(Records excerpted from a collection)
※

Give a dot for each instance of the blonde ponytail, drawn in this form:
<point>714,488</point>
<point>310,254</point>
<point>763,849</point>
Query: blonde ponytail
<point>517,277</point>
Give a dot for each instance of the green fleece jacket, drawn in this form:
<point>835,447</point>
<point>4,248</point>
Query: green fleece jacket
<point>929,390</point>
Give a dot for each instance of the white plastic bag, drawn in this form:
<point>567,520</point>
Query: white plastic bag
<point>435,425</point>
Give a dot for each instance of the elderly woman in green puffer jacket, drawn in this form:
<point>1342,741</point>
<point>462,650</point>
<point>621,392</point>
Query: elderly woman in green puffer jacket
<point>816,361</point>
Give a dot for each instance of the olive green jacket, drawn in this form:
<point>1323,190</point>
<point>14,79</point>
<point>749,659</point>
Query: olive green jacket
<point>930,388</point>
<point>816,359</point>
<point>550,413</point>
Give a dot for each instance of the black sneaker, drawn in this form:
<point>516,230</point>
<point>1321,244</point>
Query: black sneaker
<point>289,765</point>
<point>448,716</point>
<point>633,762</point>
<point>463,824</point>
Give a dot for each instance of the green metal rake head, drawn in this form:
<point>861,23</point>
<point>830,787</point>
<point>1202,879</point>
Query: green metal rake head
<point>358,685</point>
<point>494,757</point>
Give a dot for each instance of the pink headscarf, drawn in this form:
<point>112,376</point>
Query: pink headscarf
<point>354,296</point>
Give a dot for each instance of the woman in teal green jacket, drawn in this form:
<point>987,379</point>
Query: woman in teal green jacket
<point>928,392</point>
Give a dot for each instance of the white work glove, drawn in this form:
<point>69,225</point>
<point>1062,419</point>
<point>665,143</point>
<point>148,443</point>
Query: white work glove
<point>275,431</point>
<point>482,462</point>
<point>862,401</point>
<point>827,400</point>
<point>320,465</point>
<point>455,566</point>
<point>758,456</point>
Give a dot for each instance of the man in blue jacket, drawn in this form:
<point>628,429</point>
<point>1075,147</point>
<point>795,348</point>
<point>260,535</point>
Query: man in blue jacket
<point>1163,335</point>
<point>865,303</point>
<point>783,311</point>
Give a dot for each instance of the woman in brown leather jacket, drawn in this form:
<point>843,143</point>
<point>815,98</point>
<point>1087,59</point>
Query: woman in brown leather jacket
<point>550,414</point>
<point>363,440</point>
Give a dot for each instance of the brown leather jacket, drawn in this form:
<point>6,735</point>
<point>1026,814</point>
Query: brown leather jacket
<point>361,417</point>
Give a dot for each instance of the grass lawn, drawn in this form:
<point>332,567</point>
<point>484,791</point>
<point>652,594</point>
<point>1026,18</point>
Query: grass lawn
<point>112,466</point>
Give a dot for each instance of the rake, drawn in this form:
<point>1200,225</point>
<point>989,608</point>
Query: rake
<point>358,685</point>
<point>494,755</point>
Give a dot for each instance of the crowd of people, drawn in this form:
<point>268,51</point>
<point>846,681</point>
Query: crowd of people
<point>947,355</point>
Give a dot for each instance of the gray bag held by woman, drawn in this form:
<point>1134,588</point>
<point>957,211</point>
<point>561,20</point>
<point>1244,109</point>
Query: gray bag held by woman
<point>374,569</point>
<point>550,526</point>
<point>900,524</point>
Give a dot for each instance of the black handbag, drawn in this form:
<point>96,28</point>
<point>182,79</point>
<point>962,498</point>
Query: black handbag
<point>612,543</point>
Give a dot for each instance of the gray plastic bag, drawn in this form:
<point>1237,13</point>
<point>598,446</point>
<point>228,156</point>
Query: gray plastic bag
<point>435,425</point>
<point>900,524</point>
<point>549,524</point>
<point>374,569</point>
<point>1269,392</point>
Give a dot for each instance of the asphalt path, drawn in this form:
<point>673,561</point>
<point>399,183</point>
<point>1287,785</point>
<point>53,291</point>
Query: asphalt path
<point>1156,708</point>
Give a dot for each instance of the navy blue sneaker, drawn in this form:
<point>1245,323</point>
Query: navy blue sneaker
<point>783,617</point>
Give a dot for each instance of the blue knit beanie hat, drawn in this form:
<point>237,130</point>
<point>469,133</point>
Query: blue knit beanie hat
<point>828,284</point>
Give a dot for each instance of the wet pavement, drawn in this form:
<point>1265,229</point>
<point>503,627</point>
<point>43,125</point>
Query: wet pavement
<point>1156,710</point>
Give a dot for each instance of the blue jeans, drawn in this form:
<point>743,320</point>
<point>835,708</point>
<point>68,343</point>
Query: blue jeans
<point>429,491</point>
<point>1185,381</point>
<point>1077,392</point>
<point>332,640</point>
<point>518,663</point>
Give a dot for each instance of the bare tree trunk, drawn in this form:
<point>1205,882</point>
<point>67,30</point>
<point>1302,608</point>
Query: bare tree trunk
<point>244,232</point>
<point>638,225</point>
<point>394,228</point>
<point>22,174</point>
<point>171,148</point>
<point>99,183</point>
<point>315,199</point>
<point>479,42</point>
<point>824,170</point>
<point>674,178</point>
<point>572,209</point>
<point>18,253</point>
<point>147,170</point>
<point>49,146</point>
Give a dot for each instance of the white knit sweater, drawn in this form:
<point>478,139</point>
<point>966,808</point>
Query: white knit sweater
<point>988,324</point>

※

### Work instructions:
Reproduce, exactly as they stand in the data above, the lines from the one that holds "Query: gray bag held by woman" to the one that holds "Give a dot for each instance of the blue jeans, drawn", inclusive.

### Finished exercise:
Query: gray bag held by woman
<point>374,569</point>
<point>550,526</point>
<point>900,524</point>
Give a dot for each instance of the black handbag, drawn in this form:
<point>96,28</point>
<point>182,79</point>
<point>962,498</point>
Query: black handbag
<point>612,543</point>
Give a dot for each instance of the gray plastic bag, drawn in this form:
<point>1237,13</point>
<point>598,446</point>
<point>228,156</point>
Query: gray plastic bag
<point>435,425</point>
<point>900,524</point>
<point>549,524</point>
<point>374,569</point>
<point>1269,392</point>
Give a dot for each instance of the asphalt path, drawn in this form:
<point>673,561</point>
<point>399,183</point>
<point>1287,785</point>
<point>53,291</point>
Query: asphalt path
<point>1156,708</point>
Give a dot for each instance of the navy blue sneaker, drawn in this form:
<point>1245,323</point>
Query: navy blue sneaker
<point>783,617</point>
Give a dot for each instance of the blue knit beanie hat, drawn in this form:
<point>237,130</point>
<point>469,133</point>
Query: blue knit beanie hat
<point>828,284</point>
Give a dot for each instance of the wet pavement, drawn in this form:
<point>1265,229</point>
<point>503,627</point>
<point>43,125</point>
Query: wet pavement
<point>1156,710</point>
Give a dot for each instance of the blue jeans, drawn in this form:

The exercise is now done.